Text:

————————

GPU via Tunderbolt looks like most expensive way.

plasticchris
Just buy a case, motherboard, cpu, GPU, ram, psu, and build it. At the extreme low end you can buy a refurb Dell tower and drop in a new GPU.
Jestar342
With the size of air-coolers these days, and how they all have integrated heat pipes, I'm beginning to wonder if we've crossed the distinction barrier with liquid-coolers.

Holy moly is that a big heatsink.

gameswithgo
Yeah ultimately the benefit of water cooling is just to route the heat to where you have room for a bigger radiator. If you squish a big enough radiator on top of the cpu and have good airflow through the case there, you can generally get about the same cooling performance as most sane liquid cooling solutions.
CarbyAu
^^ This ^^ I like water cooling, but there is no replacement for displacement.

You can have higher tech radiators with better fins along with better fans and airflow modelling etc of course.

But it is always better if there is more of it.

capableweb
To be fair, not all air-coolers are of that size. Person who built the computer is probably overdoing most of the things, including the cooling, even if you're running it constantly.

But also depends on where in the world you live and what the climate is like.

gameswithgo
That isn't overkill size for a 24 core cpu. However that particular heat sink is not great on threadrippers. It is probably ok for the 24 core TR because it doesn't have chiplets on the edges. The DarkRock TR model doesn't have heat pipes on the edge of the heat plate. They just made the heat plate wider, and it suffers on the 3990x for it. The Noctua equivalent is a better choice for these cpus.

For the normal desktop cpus, I like the Dark Rock better. Cooling is the same as noctua but was quieter for me.

mjayhn
Yeah I actually stopped doing water cooling (usually Corsair AIOs) this year and went with this HSF just for ease of complexity, not that I ever had any problems with my AIOs.

I should note it's WAY louder than I thought it'd be and it's made getting to my NVME drives a bit difficult.

I didn't do much research beyond "best analog HSF vs watercoolers" and when it showed up I couldn't believe how big it was.

whywhywhywhy
I went from AIO to air cooling quite recently after the pump on my AIO failed. Honestly not sure if I was just going from a bad AIO to a good cooler (smaller version of the Dark Rock Pro) but I actually found it to be quieter and the performance difference.

Honestly the best bit though was the piece of mind that I don't have liquid inside my computer anymore. The idea of the pump leaking down onto my GPUs when I'm not around was stressful.

jhloa2
It does seem like watercooling might be a better option for these high-TDP CPUs. I went back to air cooling on my latest build because I went with a Ryzen 3600 which only puts out around 65W under load. IMO, the cost/benefit of watercooling just isn't there for normal use cases because of the risk of leakage.

Building an open water loop would be awesome for the GPU cooling. I just can't justify the expense.

Alupis
Liquid cooling excels in flattening temperature spikes, usually from bursting CPU frequencies, since it has more thermal mass and can absorb spikes without much change in coolant temperature.

Air cooling excels mostly everywhere else.

Neither can cool your system to below ambient room temperature.

mamcx
Are not liquid-coolers less noise? This is the bit I worry more.
CarbyAu
The AIO are not really worth it. Custom loops can be if you do it right. My basic rule is - There is no replacement for displacement. get a big, like proper big 200mm(in both directions) or bigger radiator and a single big fan.

————————

Requirements: Continue the forum thread on air versus liquid CPU cooling from its final post. The lines that follow have no connection to the cooling thread.

Available data:
————————

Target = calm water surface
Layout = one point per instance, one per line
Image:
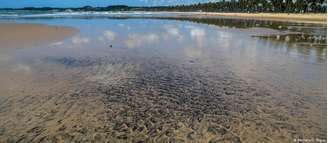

————————

Response to the task:
Ultimately, you want more surface area to blow air across to cool things. "Water cooling" is really "water transports heat to fins for cooling". Just a bigger version of the heatpipe really.

If the fins are not better suited to airflow cooling then it won't help you.

The AIO radiators don't add that much more fin area than a good air cooler if at all. But you can put them somewhere outside the otherwise warm case if that helps. Maybe if you live some cold and your desk is just right you could dangle it out the window?

Also, for the noise conscious, two(often on the 280 AIOs) or more fans "beat frequency" is a thing. Also why I don't like "push-pull" configs on air coolers.

jrockway
Air cooling is wonderful. I didn't watch this video but I use a giant Noctua heatsink on my system (Intel 6950X, not quite as demanding as Threadripper but hardly a cold-running CPU) and I have zero regrets. I have used all-in-one watercoolers, and ... they just die after a few years. I have owned three and all three of them died in less than 2 years each. Each time, I very sadly woke up in the morning with the realization that I'm not going to be using my computer today. AIOs have not, in my experience, been quieter or yielded better temps than air cooling. So I am not sure it's worth it.

Obviously a homebuilt watercooling rig is going to be way better than AIOs, but it requires extensive maintenance. It's water. Stuff will grow in there. It evaporates. Joints loosen over time and could end up shooting water all over your $6000 workstation.

To me, it's not worth it. Threadripper requires a big heatsink. So be it.

CyberDildonics
My experience is the opposite. I'm sure all in one water cooling varies, but water cooling can be done mostly with cheap parts from a hardware store. The most exotic part is the water block, followed by the pump. Radiators can be used, but a lot of computers can probably cooled by using soft copper spools and a 200mm fan.

The pump does not need to have air flow to do its job and airflow is what carries noise. The water just has to be able to flow through the loop, pretty much any rate of flow will be pushing enough water to move heat away. If you hold your hand to a water block with the pump turned off, let it warm up and turn it on, it feels like the water is going over your hand. The temperature change is immediate. If you turn off the pump while the CPU is running, the temperature will rise a few degrees each second. Once the pump goes on the temperature drops down immediately.

There is no reason that the liquid should evaporate unless there are leaks and joints don't necessarily loosen over time. Also leaks are unlikely to manifest in something bursting and water spraying, even if you had enough pressure from your pump, which you don't (a pump can probably only pump water four or five feet higher than the pump itself, even if it is more powerful than the loop needs).

I have never had to maintain or fix something after it is together. Use vinyl tubing from the hardware store over the barbs and use small pipe clamps on top of them.

CarbyAu
I am a fan of water cooling too. Built gaming rig for my brother. He had an issue and posted it over 3000km (2000 miles) while full of water.

Was fine. I fixed it, refilled it and posted it back! Still running 5 years later.

But I do go a little more paranoid and insist on more expensive silicone tubing(some $$$). Fits nicer, feels nicer, less concern over perishing.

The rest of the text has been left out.